##### LISTED RECORDS

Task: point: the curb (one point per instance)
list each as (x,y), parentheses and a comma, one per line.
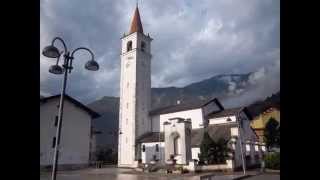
(242,177)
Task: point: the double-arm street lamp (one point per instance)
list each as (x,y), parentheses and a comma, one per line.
(52,51)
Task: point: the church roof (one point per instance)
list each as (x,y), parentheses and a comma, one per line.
(229,112)
(151,137)
(215,132)
(183,107)
(136,25)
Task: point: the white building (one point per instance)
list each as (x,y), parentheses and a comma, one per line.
(176,130)
(77,138)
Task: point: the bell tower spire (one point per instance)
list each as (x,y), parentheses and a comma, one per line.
(136,25)
(135,92)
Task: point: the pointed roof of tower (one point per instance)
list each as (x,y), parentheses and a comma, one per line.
(136,25)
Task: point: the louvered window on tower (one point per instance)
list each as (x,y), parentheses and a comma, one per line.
(129,46)
(56,121)
(54,142)
(143,46)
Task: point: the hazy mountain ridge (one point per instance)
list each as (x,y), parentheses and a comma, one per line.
(221,86)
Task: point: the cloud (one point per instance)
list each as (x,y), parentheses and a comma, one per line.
(193,40)
(260,85)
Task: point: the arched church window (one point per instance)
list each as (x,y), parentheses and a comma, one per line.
(143,46)
(129,46)
(176,145)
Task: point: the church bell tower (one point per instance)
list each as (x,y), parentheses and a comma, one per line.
(135,87)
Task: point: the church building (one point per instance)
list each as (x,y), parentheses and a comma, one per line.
(147,135)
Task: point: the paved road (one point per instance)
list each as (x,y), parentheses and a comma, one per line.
(123,174)
(265,177)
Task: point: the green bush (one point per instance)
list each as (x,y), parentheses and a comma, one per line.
(272,160)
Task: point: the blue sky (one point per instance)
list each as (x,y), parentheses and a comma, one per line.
(193,40)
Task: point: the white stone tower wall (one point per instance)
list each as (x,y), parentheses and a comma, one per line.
(135,89)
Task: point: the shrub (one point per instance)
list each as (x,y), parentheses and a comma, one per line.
(272,160)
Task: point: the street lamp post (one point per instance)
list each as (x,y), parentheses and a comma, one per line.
(241,145)
(53,52)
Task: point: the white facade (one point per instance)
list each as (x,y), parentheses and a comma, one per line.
(194,114)
(75,133)
(135,87)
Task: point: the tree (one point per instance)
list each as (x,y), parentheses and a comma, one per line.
(272,133)
(204,147)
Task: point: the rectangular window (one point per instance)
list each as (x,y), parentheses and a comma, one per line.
(54,142)
(56,121)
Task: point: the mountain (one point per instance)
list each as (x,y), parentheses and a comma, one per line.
(221,86)
(218,86)
(260,106)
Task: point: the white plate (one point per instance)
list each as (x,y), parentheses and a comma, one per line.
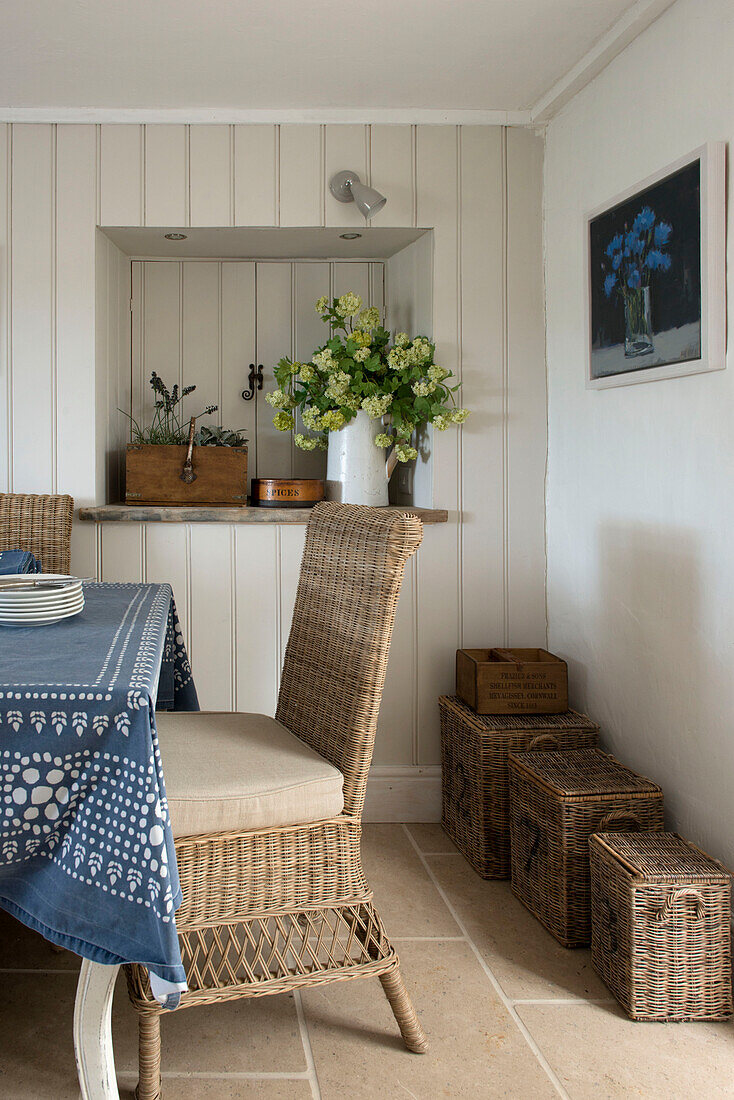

##########

WHAT TO PRODUCE
Put these lines into a numbered list, dropping any blank lines and leaving out the pictures.

RESULT
1. Task: point: the curb (one point per instance)
2. list each as (x,y), parentheses and a comma, one per line.
3. (242,177)
4. Task: point: the double-arm street lamp (one point per instance)
5. list each as (x,y), parentheses and a comma, one per line.
6. (52,51)
7. Task: point: the church roof (one point per instance)
8. list each as (x,y), parentheses and a comma, one per line.
9. (229,112)
10. (151,137)
11. (215,132)
12. (183,107)
13. (136,25)
14. Task: point: the white building (one point per instance)
15. list each as (x,y), parentheses and a comma, one per line.
16. (176,130)
17. (77,138)
18. Task: point: the bell tower spire (one point per instance)
19. list each as (x,y), parentheses and a comma, one per line.
20. (136,25)
21. (135,92)
22. Task: point: the pointed roof of tower (one point per instance)
23. list each as (x,y), parentheses and a comma, one per line.
24. (136,25)
25. Task: point: the louvered window on tower (one point per instance)
26. list each as (x,y), parentheses and a comma, one per line.
27. (129,46)
28. (56,121)
29. (54,142)
30. (143,46)
31. Task: point: the hazy mountain ridge (one point per instance)
32. list each as (x,y), parentheses and a comma, one per line.
33. (221,86)
34. Task: point: the cloud (one point per instance)
35. list each as (x,y), parentheses and a comma, one per line.
36. (193,40)
37. (260,85)
38. Task: point: the arched church window (one point per instance)
39. list each as (x,y), parentheses and a comma, one per line.
40. (143,46)
41. (129,46)
42. (176,145)
43. Task: point: the church bell tower (one point per instance)
44. list each as (x,y), parentheses and a comma, one per line.
45. (135,87)
46. Task: point: the church building (one point per instance)
47. list each as (x,y), parentheses and a comma, one per line.
48. (147,135)
49. Task: point: the paved road (one point per instance)
50. list each as (x,y), parentheses and a comma, one per line.
51. (123,174)
52. (265,177)
53. Task: point: the green bush (one point per instance)
54. list each as (x,y), parentheses and a comma, one per line.
55. (272,160)
56. Task: point: the blue sky (one point per instance)
57. list each as (x,y), parentheses and a comma, one per line.
58. (193,40)
59. Task: point: the white stone tower wall (one point per instance)
60. list each as (x,y), parentheses and a comma, one per line.
61. (135,89)
62. Task: point: the shrub (one point per instance)
63. list each as (x,y), parentheses and a comma, one per line.
64. (272,160)
65. Task: point: the street lamp post (one point per instance)
66. list each as (x,y), parentheses and a comma, one per line.
67. (241,145)
68. (53,52)
69. Task: point: the white facade (one point per instance)
70. list each as (x,y), parentheses and a comma, one per line.
71. (194,114)
72. (75,133)
73. (135,87)
74. Task: point: the tree (one point per instance)
75. list each as (x,y), parentheses and a comma, one per line.
76. (272,133)
77. (204,147)
78. Task: point: the rectangular window (one point per instance)
79. list each as (x,y), parentheses and a comma, one per line.
80. (54,142)
81. (56,121)
82. Task: point: the mountain (one point per instance)
83. list each as (x,y), parentheses and a comma, one per line.
84. (221,86)
85. (218,86)
86. (260,106)
87. Task: point: the white plate (one point per instance)
88. list each as (x,y), parentheses and a comma, one per line.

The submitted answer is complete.